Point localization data

....

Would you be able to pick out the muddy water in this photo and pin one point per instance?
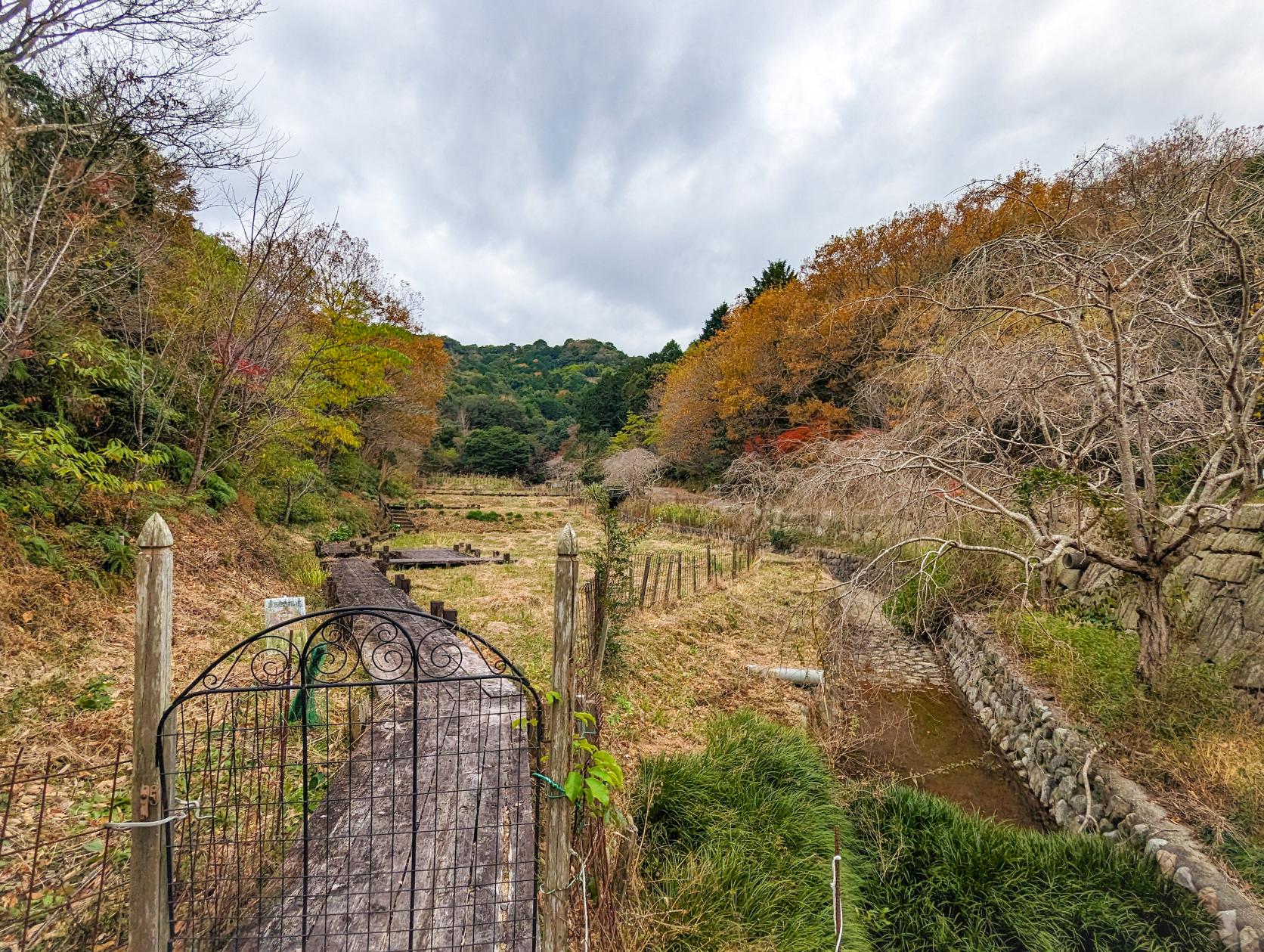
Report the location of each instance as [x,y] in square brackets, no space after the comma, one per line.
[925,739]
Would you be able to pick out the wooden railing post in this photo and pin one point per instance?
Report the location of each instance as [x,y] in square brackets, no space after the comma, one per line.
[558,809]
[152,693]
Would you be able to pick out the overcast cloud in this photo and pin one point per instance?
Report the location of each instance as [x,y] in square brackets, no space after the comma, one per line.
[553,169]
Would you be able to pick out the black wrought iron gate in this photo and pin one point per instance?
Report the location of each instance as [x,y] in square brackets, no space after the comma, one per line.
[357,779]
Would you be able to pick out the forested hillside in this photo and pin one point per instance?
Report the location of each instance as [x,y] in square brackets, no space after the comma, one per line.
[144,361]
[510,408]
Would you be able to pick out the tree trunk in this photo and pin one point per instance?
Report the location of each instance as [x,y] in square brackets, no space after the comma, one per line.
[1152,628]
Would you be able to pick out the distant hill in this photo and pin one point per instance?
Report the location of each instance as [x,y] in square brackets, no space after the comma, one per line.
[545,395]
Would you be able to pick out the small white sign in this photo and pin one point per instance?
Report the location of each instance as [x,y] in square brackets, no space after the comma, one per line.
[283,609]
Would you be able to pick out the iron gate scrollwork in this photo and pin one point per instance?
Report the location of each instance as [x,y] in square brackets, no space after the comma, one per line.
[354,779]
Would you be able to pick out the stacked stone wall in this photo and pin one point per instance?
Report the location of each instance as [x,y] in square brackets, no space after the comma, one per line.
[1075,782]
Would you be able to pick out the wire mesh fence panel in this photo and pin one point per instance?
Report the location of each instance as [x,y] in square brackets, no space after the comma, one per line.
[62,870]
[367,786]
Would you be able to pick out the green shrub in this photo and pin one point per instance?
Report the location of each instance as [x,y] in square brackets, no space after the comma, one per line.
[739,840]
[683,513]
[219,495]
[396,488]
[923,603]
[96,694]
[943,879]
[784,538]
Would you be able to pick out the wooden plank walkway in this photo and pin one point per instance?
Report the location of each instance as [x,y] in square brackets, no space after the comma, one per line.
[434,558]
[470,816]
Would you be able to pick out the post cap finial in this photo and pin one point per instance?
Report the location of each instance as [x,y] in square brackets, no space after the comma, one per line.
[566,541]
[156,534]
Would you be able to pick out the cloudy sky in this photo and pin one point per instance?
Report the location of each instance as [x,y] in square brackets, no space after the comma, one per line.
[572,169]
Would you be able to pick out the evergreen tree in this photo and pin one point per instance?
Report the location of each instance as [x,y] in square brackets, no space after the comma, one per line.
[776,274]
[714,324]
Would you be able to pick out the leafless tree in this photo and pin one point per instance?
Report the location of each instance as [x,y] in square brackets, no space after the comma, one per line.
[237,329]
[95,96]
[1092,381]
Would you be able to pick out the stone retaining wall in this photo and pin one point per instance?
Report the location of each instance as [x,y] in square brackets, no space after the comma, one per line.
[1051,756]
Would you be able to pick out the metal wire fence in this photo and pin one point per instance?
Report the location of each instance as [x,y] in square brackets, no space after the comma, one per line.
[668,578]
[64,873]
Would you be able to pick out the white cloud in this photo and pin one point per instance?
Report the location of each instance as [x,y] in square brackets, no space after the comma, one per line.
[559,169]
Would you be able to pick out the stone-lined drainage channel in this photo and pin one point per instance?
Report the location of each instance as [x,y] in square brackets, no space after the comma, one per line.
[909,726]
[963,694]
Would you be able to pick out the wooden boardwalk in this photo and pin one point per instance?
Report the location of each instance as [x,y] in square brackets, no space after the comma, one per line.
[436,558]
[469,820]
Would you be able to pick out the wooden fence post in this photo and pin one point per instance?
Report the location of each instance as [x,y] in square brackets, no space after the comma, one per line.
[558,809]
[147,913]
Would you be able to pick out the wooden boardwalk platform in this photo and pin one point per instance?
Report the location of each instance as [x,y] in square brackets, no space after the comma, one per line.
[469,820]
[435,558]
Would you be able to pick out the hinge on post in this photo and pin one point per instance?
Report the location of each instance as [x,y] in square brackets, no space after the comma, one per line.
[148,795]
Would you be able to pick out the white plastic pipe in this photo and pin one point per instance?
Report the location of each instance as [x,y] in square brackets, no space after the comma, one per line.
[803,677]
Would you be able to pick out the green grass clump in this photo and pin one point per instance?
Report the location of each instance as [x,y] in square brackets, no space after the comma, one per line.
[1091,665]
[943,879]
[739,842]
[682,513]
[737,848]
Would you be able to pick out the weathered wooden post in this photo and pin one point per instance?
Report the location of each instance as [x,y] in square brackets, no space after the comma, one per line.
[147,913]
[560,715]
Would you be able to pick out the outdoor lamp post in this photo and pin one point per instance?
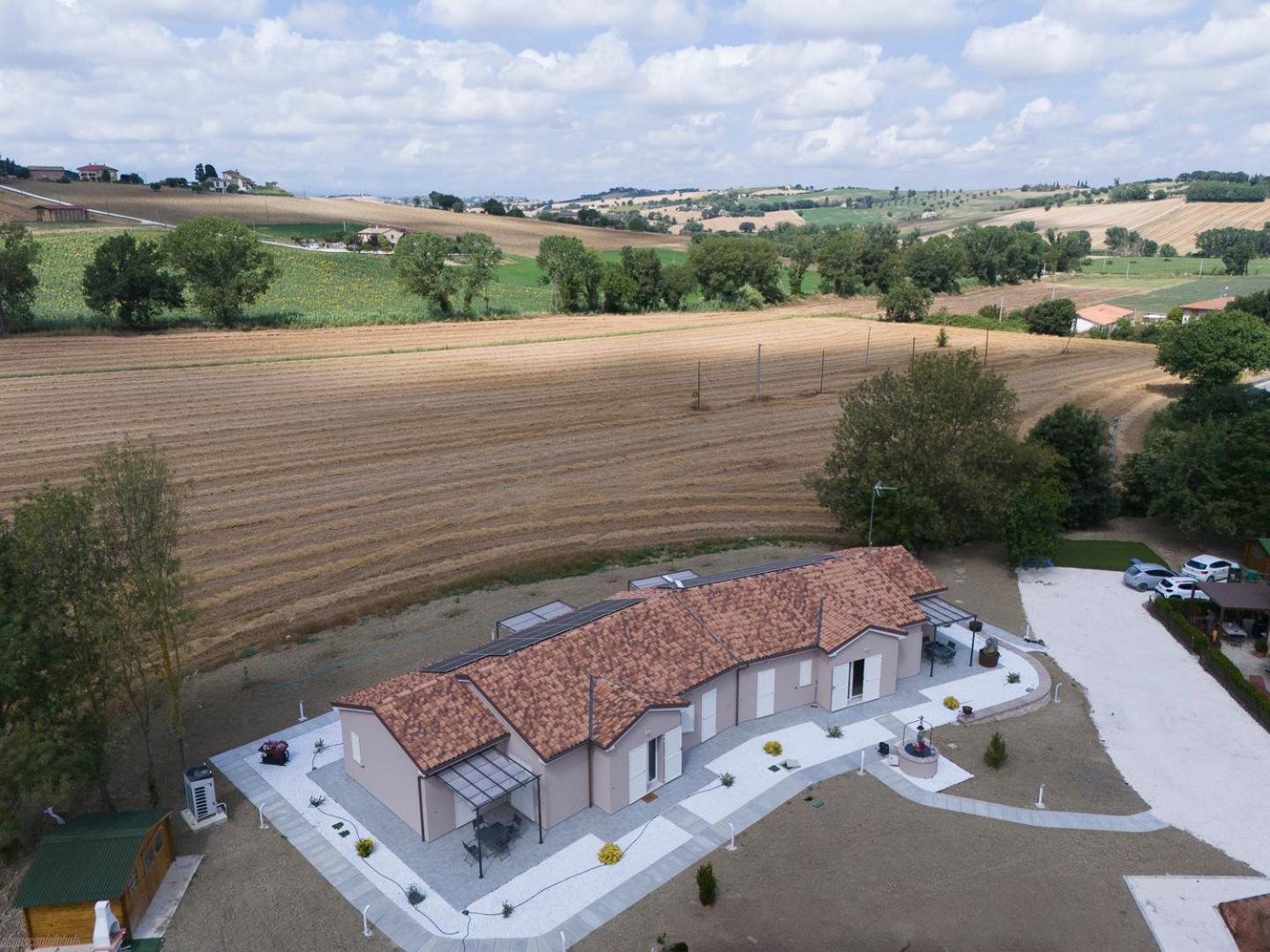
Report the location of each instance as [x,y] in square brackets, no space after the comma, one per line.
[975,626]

....

Would you retype exactly the lines above, from the line with "Would you be able to pick out the forested" to the line with "Would you be able to pick out the tree", with both end lines kept and nothing more?

Would you be able to pick out the forested hillside in this photo and pin one point per instance?
Report the location of each instance as [x,y] in square brackets, no space after the comma, one per line.
[144,361]
[510,408]
Would you be able to pick out the tree trunk in this photo and pin one point per instance?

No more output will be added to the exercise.